Enrico Ron visiting from Miami holds a American flag on Friday among the Daytona Truck Meet visitors on the beach for the three-day event. The Truck Meet is expected to draw roughly 5,000 vehicles and nearly 40,000 spectators to Daytona Beach.

For the area’s hospitality industry, the Truck Meet is contributing to a weekend that has packed rooms at many hotels and filled tables at area restaurants, said Bob Davis, president and CEO of the Lodging & Hospitality Association of Volusia County.

“The beachside hotels are sold-out, so is ISB (International Speedway Boulevard),” Davis said on Friday morning. “It’s good for the hotels on the beachside and the mainland and it will help the restaurants and the gift shops. It’s good for hospitality overall.”

For residents, law enforcement and even some business owners, however, the event also means headaches tied to its history of generating noise, traffic congestion, arrests and a laundry list of rowdy behavior since its inaugural year in 2017.

On Atlantic Avenue, for instance, Daytona Beach Police were observed on Friday afternoon pulling over a truck loaded with half a dozen young men riding in its open bed. Patrol cars and motorcycle units were positioned to do traffic control at intersections all along the beachside’s core tourism district.

As the event approached, Daytona Beach Police made available “Pink P” beachside access passes for beachside residents and workers.

[Saved entries]
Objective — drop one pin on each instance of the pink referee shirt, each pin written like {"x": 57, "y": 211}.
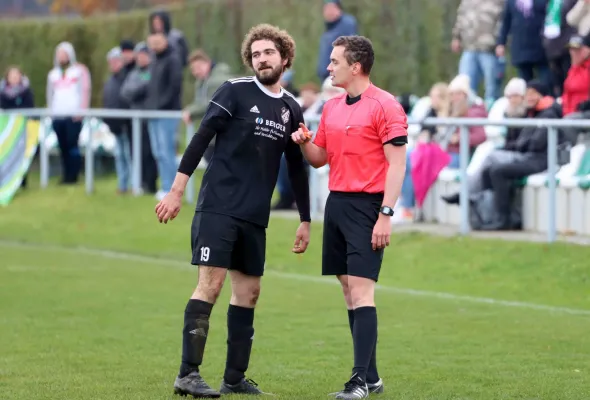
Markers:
{"x": 354, "y": 135}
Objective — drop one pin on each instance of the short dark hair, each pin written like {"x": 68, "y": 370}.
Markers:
{"x": 282, "y": 40}
{"x": 357, "y": 49}
{"x": 198, "y": 55}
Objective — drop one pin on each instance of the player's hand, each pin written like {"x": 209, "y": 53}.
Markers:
{"x": 301, "y": 238}
{"x": 381, "y": 232}
{"x": 302, "y": 135}
{"x": 169, "y": 207}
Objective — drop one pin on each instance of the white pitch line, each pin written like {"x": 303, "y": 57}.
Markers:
{"x": 307, "y": 278}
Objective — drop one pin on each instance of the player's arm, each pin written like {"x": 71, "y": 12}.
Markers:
{"x": 218, "y": 114}
{"x": 313, "y": 151}
{"x": 299, "y": 180}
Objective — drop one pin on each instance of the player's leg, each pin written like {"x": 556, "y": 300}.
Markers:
{"x": 246, "y": 271}
{"x": 214, "y": 258}
{"x": 363, "y": 267}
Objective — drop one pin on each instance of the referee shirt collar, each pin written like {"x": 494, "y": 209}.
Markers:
{"x": 268, "y": 92}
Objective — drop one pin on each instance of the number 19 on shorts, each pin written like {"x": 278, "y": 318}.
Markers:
{"x": 204, "y": 253}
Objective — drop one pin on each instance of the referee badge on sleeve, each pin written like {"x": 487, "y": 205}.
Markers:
{"x": 285, "y": 115}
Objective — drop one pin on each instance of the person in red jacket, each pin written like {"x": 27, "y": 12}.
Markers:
{"x": 576, "y": 88}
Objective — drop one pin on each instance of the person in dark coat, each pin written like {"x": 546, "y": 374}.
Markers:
{"x": 524, "y": 22}
{"x": 528, "y": 154}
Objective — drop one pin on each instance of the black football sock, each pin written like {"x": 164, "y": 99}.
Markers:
{"x": 240, "y": 334}
{"x": 372, "y": 374}
{"x": 364, "y": 337}
{"x": 194, "y": 335}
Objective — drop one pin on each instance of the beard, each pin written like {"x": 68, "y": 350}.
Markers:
{"x": 269, "y": 76}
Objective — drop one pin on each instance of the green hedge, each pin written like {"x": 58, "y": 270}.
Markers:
{"x": 411, "y": 38}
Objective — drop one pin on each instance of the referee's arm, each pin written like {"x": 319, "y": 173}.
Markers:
{"x": 299, "y": 180}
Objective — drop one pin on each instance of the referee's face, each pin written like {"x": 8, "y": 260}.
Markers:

:: WHAT TO DO ::
(1) According to the Daytona Truck Meet article, how many spectators is the event expected to draw?
(2) Reproduce word for word the stretch of the Daytona Truck Meet article from "For the area’s" through "of Volusia County.".

:: ANSWERS FOR THE EXERCISE ::
(1) Nearly 40,000 spectators.

(2)
For the area’s hospitality industry, the Truck Meet is contributing to a weekend that has packed rooms at many hotels and filled tables at area restaurants, said Bob Davis, president and CEO of the Lodging & Hospitality Association of Volusia County.